_EXTRACT TO READ_
****************

Gore was born in 1860. He studied chemistry at the Massachusetts Institute of Technology.

He married Angie T. Jordan, and they lived at today's 1896-built 62 South Street in Yarmouth. The property is now known as the Frederic Gore House.

In 1903, while assignor to S. D. Warren & Co., Gore had patented (number 725.071) cooking cellulose fiber. "The fiber is digested with caustic soda, diluted with spent soda liquor, afterwards transferring the dilute liquor from the fiber to reactivate contact with calcium hydroxide, then returning the liquor to the fiber, this maintaining the efficiency of the soda liquor."

Gore became superintendent of Yarmouth's Forest Paper Company around the time of its being the largest such mill in the world.

In 1917, during the 22nd annual meeting of the Hawaiian Sugar Planters' Association, Gore was stated as having had 35 years of experience with digesters.

== Death ==
Gore died in 1930, aged 69 or 70. He was interred in Yarmouth's Old Baptist Cemetery, around 0.25 mi northwest of his home. His wife survived him by nine years; she was buried alongside him. According to Yarmouth historian Alan M. Hall: "Mrs. Gore reportedly enjoyed [her] lifestyle, but lamented that they never had any children."

****************

_SUPPLIED ENTRIES_

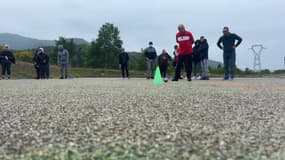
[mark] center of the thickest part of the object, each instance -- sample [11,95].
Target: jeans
[6,68]
[150,67]
[229,64]
[205,68]
[63,70]
[125,71]
[187,61]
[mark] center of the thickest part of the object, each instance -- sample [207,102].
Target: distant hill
[18,42]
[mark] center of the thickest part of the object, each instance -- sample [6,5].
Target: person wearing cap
[123,60]
[6,59]
[63,61]
[185,40]
[36,66]
[150,56]
[203,49]
[228,43]
[196,61]
[43,61]
[163,62]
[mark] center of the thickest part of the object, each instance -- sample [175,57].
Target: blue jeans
[229,64]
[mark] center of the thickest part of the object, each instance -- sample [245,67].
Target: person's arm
[219,43]
[239,39]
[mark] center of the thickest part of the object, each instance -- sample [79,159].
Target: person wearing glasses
[228,43]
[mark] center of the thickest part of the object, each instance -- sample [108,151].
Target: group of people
[41,63]
[40,60]
[189,53]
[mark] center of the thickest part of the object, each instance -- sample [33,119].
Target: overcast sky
[256,21]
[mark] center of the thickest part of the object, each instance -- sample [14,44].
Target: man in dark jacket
[196,61]
[36,66]
[203,49]
[163,62]
[6,58]
[229,45]
[150,56]
[123,60]
[43,61]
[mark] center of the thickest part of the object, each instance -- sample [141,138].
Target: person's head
[181,28]
[202,39]
[41,50]
[60,47]
[175,47]
[6,47]
[226,31]
[150,44]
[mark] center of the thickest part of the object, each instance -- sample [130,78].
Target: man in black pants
[36,66]
[43,62]
[6,58]
[229,48]
[123,60]
[163,62]
[185,40]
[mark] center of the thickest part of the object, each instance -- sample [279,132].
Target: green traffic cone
[157,77]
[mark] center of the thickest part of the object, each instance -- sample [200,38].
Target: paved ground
[134,118]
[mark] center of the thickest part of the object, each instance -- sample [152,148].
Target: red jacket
[185,42]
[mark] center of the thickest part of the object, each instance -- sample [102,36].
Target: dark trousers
[6,68]
[187,61]
[197,68]
[125,71]
[163,70]
[37,71]
[44,71]
[229,64]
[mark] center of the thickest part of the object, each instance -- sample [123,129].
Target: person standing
[185,40]
[123,60]
[63,61]
[203,49]
[228,43]
[163,62]
[150,56]
[6,58]
[196,61]
[43,61]
[36,66]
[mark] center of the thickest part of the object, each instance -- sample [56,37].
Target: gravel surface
[135,119]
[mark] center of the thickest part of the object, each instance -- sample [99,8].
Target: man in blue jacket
[6,59]
[228,44]
[203,49]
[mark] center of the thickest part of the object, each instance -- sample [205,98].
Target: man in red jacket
[185,40]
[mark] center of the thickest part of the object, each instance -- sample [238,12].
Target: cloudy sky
[256,21]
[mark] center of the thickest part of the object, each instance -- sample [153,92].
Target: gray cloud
[257,21]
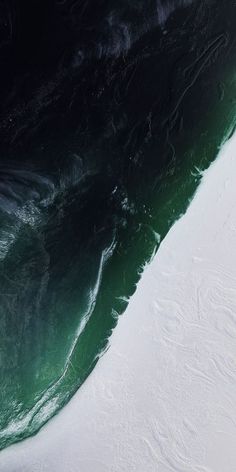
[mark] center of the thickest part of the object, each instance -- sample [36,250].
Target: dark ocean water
[109,113]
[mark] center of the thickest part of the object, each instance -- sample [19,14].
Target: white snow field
[163,398]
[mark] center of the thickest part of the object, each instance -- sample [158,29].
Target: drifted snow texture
[163,397]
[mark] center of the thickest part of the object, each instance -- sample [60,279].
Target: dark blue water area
[109,111]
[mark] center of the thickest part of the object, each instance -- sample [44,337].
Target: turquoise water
[102,151]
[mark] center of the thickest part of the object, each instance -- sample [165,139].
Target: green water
[74,258]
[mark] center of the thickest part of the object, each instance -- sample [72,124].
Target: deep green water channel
[109,116]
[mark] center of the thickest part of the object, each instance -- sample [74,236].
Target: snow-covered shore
[162,399]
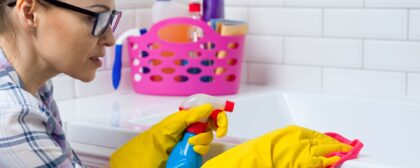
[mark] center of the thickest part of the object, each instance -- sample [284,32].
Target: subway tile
[366,23]
[267,49]
[291,78]
[63,87]
[393,3]
[414,24]
[392,55]
[324,52]
[265,2]
[414,85]
[143,18]
[285,21]
[254,2]
[236,13]
[102,84]
[325,3]
[236,2]
[364,83]
[131,4]
[126,22]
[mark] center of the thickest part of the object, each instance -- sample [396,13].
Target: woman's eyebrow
[100,6]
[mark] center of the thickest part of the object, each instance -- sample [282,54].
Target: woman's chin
[87,77]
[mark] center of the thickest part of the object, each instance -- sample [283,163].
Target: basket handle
[208,31]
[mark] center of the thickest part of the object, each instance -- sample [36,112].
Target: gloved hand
[290,147]
[152,148]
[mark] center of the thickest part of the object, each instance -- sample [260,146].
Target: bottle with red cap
[183,154]
[195,13]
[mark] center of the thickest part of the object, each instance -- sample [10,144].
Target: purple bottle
[213,9]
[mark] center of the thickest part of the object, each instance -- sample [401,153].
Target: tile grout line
[408,24]
[406,84]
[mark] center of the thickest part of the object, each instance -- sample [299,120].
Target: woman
[40,39]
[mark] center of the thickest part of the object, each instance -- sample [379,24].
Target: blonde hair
[6,25]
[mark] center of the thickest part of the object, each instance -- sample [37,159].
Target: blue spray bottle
[183,155]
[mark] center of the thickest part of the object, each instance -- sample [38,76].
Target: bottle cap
[195,7]
[229,106]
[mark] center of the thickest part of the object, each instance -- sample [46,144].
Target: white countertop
[106,121]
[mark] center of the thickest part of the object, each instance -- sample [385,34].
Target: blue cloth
[31,133]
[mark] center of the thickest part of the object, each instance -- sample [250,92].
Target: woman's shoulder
[12,94]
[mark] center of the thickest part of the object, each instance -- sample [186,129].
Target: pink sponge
[352,154]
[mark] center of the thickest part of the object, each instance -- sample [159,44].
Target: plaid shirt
[31,133]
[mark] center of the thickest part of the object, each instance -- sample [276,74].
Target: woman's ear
[27,13]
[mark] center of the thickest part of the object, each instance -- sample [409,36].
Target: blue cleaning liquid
[183,155]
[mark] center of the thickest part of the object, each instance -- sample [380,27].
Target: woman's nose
[108,38]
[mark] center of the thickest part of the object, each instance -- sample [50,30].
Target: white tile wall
[268,49]
[361,82]
[296,78]
[325,3]
[358,47]
[326,52]
[392,55]
[415,24]
[102,84]
[366,23]
[237,13]
[285,21]
[413,85]
[393,3]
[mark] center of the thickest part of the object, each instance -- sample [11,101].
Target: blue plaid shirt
[31,133]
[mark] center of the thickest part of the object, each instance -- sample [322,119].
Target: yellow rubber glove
[290,147]
[152,147]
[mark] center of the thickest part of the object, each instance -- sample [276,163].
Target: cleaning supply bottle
[164,9]
[195,13]
[183,154]
[213,9]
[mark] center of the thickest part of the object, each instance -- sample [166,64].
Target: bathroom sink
[388,128]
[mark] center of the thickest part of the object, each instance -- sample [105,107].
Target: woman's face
[64,39]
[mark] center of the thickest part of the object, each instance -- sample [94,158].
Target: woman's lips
[97,61]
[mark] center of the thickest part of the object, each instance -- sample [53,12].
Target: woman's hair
[6,24]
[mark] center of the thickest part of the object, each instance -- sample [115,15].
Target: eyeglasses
[101,20]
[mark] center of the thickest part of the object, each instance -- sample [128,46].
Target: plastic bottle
[164,9]
[213,9]
[195,13]
[183,154]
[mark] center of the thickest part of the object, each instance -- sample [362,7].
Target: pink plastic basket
[170,69]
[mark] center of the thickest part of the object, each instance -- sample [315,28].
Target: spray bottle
[183,155]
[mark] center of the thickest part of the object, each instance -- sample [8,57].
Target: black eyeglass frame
[86,12]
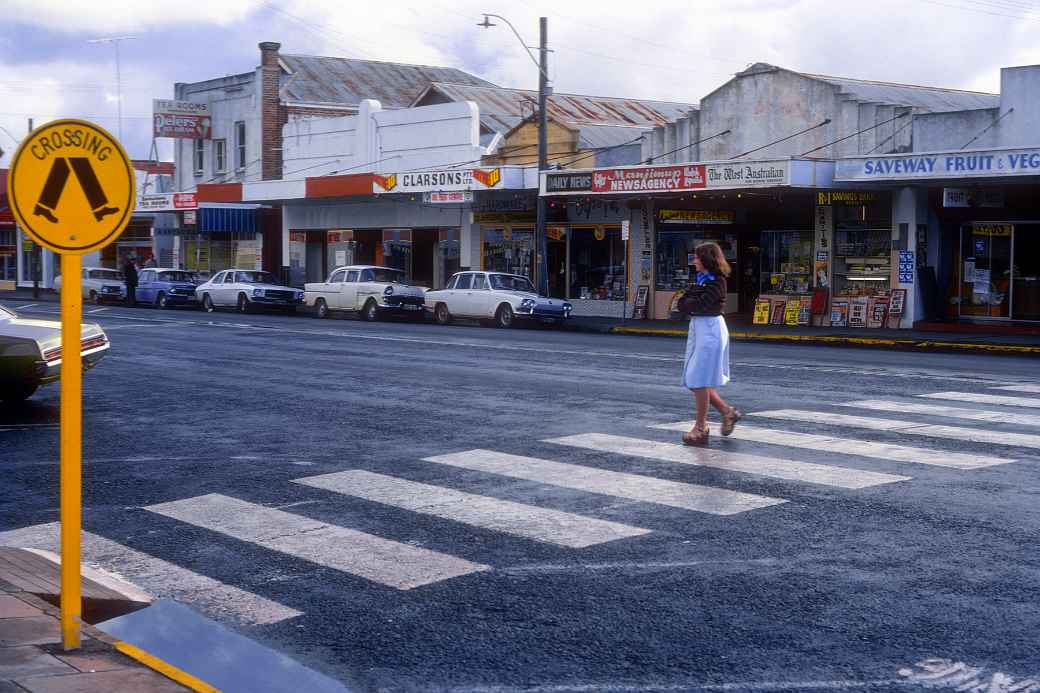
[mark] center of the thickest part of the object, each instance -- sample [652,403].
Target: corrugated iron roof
[346,81]
[511,106]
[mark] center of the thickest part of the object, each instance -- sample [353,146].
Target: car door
[348,290]
[478,297]
[459,300]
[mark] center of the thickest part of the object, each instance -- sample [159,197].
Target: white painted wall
[387,140]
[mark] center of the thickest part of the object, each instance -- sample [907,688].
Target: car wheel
[503,317]
[441,314]
[370,312]
[19,392]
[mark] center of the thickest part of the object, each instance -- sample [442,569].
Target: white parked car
[370,290]
[99,284]
[245,289]
[494,296]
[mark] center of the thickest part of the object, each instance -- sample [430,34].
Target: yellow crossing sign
[72,186]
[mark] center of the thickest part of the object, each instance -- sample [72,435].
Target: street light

****************

_EXERCISE INSTRUCTIONS_
a: Please reproduce the part of the passage about Gore between "He married Angie" and "in the world.", inclusive.
b: According to the passage about Gore, which company did he become superintendent of?
c: Summarize the passage about Gore in two sentences.

_RESPONSES BY TASK_
a:
He married Angie T. Jordan, and they lived at today's 1896-built 62 South Street in Yarmouth. The property is now known as the Frederic Gore House.

In 1903, while assignor to S. D. Warren & Co., Gore had patented (number 725.071) cooking cellulose fiber. "The fiber is digested with caustic soda, diluted with spent soda liquor, afterwards transferring the dilute liquor from the fiber to reactivate contact with calcium hydroxide, then returning the liquor to the fiber, this maintaining the efficiency of the soda liquor."

Gore became superintendent of Yarmouth's Forest Paper Company around the time of its being the largest such mill in the world.

b: Yarmouth's Forest Paper Company.

c: Gore, born in 1860, studied chemistry at the Massachusetts Institute of Technology, patented a method of cooking cellulose fiber in 1903, and became superintendent of Yarmouth's Forest Paper Company. He died in 1930 and was interred in Yarmouth's Old Baptist Cemetery, where his wife, Angie T. Jordan, who survived him by nine years, was buried alongside him.